Given records:
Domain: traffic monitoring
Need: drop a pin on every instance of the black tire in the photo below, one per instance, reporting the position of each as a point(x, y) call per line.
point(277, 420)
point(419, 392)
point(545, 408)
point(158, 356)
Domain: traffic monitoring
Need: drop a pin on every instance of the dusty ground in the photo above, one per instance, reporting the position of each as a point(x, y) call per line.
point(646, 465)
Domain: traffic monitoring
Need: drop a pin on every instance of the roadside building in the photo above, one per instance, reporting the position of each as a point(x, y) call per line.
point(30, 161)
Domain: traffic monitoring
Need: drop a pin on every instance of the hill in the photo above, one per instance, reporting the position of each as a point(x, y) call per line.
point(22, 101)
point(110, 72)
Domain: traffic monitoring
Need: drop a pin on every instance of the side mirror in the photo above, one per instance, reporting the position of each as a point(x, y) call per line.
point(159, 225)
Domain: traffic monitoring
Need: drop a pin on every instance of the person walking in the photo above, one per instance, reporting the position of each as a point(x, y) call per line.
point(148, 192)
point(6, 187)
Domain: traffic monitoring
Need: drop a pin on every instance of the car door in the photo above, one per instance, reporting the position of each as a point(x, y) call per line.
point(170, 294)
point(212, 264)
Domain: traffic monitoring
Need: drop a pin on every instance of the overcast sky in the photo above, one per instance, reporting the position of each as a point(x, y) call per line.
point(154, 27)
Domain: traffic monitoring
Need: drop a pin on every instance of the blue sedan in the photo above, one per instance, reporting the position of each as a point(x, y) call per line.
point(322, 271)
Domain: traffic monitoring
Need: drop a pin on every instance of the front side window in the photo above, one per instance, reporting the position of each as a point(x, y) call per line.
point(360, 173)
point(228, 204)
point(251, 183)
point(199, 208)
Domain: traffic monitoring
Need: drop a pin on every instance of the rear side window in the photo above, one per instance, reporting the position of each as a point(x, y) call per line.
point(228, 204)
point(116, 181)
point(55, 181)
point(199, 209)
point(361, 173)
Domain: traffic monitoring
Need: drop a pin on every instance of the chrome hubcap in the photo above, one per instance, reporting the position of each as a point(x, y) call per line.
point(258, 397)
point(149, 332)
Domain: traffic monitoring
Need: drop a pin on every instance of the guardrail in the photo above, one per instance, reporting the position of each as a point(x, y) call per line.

Written problem:
Reproduce every row above verbatim, keeping each on its own line in its original order.

Complete answer:
Domain: traffic monitoring
Need: drop a pin on every instance of the black tire in the photo below, one per instance, reporting the position of each as a point(x, y) call per line.
point(277, 420)
point(419, 392)
point(545, 408)
point(158, 356)
Domain: traffic monitoring
Need: drop a pin on every instance of the dusty ground in the photo above, one per instance, reporting the position of each as a point(x, y) call per line.
point(646, 465)
Domain: traffic monitoring
Need: drop a pin on every instance of the roadside building in the photo above, one per instance, reporting the position of each as a point(x, y) call per line.
point(30, 161)
Domain: traffic monitoring
Need: drop a pin on every instance of the hill in the photo above, one per instance, reporting the position of each as a point(x, y) call per line.
point(22, 101)
point(110, 72)
Domain: traffic monitoring
Need: drop a pin on every instance of the side mirror in the photo above, one per instance, reporting the position of each as a point(x, y) call per line.
point(159, 225)
Domain: traffic monitoring
Need: drop a pin on every instance of the person walking in the photo above, one per instance, reporting the position of each as a point(x, y) call per line.
point(148, 192)
point(6, 187)
Domain: traffic monitoring
Need: drop a pin on every instance of the car door in the photo above, one per instance, reporting the position of each as a point(x, y) call per line.
point(170, 294)
point(212, 264)
Domain: traffic monitoring
Need: drop a pin on every instance of the overcast sky in the photo above, one per instance, reporting the position of each as a point(x, y) call per line.
point(154, 27)
Domain: traffic monitoring
Need: drop a pin on every instance of the blue sedan in the photo above, one per instance, reporting the position of each as a point(x, y) call per line.
point(322, 271)
Domain: traffic monitoring
Need: drop a pin on every instance of the front side window in the photo above, one per instance, reporting the position of each as a point(x, y) call per line.
point(360, 173)
point(228, 204)
point(251, 183)
point(199, 208)
Domain: traffic monitoring
Need: drop a pin on every instance of the rear side window in the photo above, one per instance, reporting the position of each as a point(x, y) call per line.
point(228, 204)
point(116, 181)
point(55, 181)
point(199, 209)
point(361, 173)
Domain: traffic monitoring
Need: drop a pin on every instance of the chrome hubcap in the photo above, one per instance, reporting the position of each as a point(x, y) call per line.
point(258, 397)
point(149, 332)
Domain: traffic monitoring
Need: drop a pin on every instance of the guardrail in the photo above, one per instance, reporting the position of each as a point(x, y) call per line.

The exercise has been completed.